● **How to complete this task**: Starting at the line that holds "reflection shown in this photo." and stopping at the line that holds "Objective - one point per instance of the red hose shown", restate the records below word for word, with both of those lines included.

[[ Task input, beginning ]]

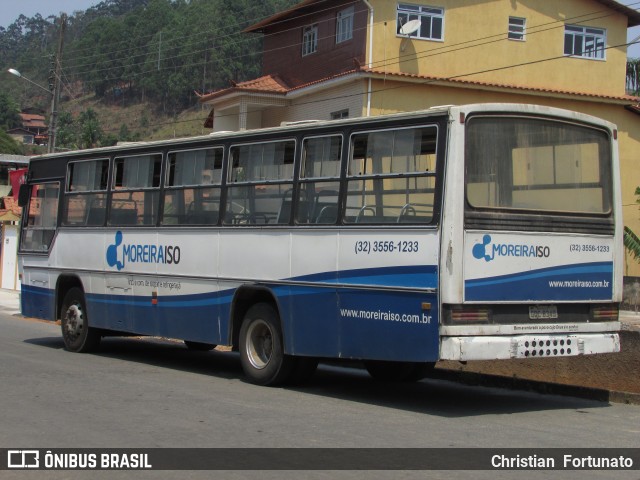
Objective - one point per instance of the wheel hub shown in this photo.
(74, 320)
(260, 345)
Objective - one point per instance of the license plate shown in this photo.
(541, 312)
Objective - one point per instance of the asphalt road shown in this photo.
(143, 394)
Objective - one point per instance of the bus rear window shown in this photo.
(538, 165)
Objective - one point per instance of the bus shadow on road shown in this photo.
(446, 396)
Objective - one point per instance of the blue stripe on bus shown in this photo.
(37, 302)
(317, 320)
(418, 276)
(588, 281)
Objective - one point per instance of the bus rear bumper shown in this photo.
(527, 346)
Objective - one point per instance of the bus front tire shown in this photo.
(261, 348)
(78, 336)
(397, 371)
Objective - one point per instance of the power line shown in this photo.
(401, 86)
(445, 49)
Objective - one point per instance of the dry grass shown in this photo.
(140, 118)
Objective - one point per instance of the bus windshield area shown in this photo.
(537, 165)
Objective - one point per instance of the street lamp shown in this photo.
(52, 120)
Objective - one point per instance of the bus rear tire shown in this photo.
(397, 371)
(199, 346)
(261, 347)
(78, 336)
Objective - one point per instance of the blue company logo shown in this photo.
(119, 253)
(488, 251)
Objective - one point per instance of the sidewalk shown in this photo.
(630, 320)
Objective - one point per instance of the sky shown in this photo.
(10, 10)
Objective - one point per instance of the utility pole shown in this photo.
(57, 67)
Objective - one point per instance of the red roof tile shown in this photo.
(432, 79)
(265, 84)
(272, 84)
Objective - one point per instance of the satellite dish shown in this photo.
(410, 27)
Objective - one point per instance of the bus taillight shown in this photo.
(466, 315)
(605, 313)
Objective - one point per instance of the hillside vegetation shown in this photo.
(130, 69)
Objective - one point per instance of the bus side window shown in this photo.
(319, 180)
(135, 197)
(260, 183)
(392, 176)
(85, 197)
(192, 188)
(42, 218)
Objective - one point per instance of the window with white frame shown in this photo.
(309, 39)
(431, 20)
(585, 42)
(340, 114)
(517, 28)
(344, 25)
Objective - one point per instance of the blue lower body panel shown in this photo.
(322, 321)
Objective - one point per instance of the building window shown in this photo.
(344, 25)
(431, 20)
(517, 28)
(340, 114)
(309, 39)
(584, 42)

[[ Task input, end ]]
[[ Task input, beginning ]]

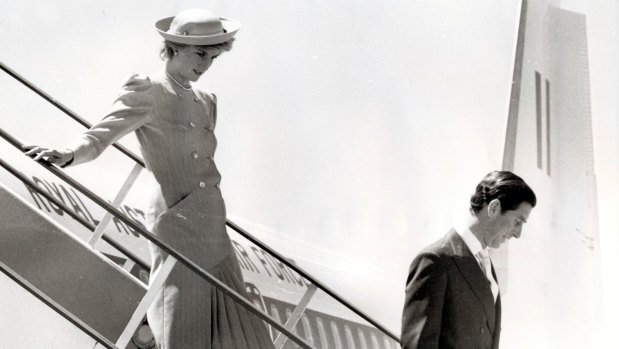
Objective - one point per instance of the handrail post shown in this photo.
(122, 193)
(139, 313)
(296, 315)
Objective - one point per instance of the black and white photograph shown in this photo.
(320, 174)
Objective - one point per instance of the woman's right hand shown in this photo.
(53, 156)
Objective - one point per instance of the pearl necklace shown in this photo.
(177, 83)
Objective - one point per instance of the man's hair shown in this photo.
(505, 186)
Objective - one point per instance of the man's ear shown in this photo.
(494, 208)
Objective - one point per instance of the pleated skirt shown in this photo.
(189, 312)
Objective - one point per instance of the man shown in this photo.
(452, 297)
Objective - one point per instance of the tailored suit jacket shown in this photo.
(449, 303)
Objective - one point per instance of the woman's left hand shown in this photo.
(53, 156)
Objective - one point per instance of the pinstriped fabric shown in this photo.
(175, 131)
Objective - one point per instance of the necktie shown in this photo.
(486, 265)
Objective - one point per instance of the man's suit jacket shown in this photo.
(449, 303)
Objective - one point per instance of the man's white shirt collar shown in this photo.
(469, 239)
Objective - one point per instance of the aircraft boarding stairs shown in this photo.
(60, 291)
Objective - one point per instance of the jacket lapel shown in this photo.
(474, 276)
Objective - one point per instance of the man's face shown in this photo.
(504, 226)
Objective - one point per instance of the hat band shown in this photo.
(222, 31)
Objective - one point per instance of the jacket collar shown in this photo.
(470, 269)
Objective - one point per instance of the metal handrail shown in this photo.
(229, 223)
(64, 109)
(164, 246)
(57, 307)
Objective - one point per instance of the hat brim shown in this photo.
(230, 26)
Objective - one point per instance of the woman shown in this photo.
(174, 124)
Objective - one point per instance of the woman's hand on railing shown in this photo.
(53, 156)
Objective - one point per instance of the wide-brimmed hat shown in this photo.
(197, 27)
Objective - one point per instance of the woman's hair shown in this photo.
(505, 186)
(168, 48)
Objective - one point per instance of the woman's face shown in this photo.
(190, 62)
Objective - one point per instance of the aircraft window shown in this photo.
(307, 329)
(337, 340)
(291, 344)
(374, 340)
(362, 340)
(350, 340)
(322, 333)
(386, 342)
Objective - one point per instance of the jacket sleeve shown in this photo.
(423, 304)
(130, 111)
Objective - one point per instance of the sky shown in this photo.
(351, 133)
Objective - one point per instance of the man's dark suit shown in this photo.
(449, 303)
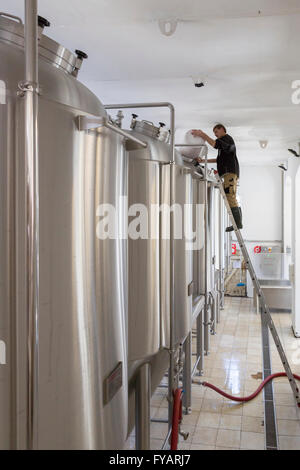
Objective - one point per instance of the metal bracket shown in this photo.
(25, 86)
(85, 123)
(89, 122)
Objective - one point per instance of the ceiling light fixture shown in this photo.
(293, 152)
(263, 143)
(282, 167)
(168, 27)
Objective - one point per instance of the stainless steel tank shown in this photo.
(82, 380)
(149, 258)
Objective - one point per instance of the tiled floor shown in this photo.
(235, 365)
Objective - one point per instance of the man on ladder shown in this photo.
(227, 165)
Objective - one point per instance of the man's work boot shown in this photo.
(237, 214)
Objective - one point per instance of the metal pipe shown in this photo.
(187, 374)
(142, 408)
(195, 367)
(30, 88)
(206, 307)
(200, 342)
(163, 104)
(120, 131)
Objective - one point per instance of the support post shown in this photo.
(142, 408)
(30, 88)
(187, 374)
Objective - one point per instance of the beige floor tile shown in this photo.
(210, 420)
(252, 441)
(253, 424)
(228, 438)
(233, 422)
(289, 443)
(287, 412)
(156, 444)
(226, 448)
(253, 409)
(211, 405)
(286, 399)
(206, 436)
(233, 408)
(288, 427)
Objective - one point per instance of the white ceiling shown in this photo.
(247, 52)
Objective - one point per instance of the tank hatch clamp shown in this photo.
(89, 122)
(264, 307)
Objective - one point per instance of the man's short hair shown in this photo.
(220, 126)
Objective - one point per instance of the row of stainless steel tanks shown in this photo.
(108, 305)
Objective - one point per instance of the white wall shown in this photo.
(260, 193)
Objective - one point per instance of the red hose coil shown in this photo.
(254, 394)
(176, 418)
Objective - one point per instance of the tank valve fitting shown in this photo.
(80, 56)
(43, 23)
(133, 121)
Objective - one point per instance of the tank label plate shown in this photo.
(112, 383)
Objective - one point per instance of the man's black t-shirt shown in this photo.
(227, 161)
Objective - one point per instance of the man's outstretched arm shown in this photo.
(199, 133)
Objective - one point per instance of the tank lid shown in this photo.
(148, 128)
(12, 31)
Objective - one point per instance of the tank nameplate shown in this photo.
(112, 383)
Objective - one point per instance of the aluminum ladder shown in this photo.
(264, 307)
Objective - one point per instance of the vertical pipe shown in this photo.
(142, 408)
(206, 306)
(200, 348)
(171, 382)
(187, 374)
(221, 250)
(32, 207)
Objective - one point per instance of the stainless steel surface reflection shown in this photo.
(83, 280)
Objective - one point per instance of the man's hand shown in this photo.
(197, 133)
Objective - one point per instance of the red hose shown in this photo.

[[ Task input, end ]]
[[ Task input, beginning ]]

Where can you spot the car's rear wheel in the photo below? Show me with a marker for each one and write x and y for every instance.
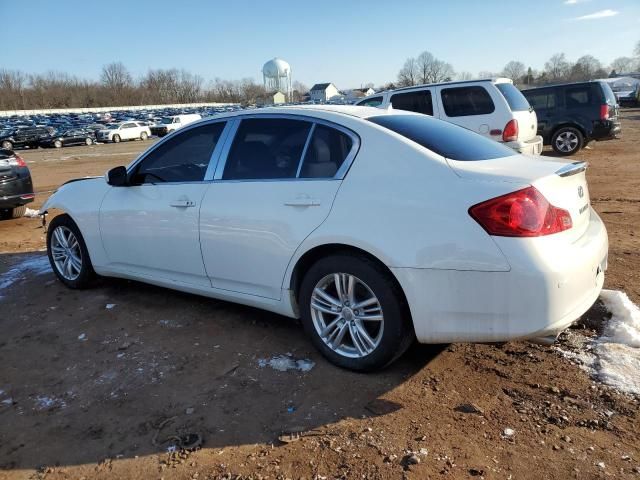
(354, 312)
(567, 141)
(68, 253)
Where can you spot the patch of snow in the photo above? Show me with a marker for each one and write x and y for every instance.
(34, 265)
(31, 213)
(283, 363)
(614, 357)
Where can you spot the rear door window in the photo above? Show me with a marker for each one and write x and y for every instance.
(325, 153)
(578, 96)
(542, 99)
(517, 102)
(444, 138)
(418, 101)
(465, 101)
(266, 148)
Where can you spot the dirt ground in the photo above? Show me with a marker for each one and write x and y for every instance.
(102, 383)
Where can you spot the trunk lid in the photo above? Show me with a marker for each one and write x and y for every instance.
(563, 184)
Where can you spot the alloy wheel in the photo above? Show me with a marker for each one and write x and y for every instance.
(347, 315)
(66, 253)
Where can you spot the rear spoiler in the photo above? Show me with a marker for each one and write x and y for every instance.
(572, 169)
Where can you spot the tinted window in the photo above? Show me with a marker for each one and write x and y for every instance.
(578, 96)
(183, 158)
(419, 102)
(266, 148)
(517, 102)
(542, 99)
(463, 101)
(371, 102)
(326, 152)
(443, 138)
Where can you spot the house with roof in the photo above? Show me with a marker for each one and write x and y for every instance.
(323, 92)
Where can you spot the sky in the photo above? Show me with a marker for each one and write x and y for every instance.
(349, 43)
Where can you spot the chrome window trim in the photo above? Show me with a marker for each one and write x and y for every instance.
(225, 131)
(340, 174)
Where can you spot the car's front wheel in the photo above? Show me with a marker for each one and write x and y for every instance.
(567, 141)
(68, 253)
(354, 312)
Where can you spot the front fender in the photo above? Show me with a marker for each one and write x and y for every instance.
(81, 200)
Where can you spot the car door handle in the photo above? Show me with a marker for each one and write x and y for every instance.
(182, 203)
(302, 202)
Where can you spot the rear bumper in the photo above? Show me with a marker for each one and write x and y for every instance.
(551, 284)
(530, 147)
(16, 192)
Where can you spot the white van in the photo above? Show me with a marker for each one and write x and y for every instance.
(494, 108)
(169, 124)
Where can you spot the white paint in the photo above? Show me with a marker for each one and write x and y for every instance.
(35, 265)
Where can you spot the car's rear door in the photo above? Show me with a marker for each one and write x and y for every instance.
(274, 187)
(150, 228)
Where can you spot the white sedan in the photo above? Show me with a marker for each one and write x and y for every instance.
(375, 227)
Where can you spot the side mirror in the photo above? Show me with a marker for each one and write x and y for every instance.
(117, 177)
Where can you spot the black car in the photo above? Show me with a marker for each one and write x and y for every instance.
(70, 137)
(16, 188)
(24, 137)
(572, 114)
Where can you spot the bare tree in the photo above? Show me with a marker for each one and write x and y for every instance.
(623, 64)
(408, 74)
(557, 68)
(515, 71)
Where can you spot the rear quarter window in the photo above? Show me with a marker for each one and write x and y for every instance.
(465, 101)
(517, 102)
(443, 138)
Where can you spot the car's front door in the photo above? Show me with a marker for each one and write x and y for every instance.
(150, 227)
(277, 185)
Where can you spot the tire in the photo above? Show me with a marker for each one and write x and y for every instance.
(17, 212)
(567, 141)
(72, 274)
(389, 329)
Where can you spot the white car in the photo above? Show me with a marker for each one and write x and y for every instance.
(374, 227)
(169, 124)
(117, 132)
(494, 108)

[[ Task input, end ]]

● **Task response**:
Objective - one point per instance of the stainless steel surface reflection shown in this photo.
(83, 280)
Objective - one point per instance of the man's hand shown in this photo.
(197, 133)
Objective - one point per instance of the red hose shown in this photo.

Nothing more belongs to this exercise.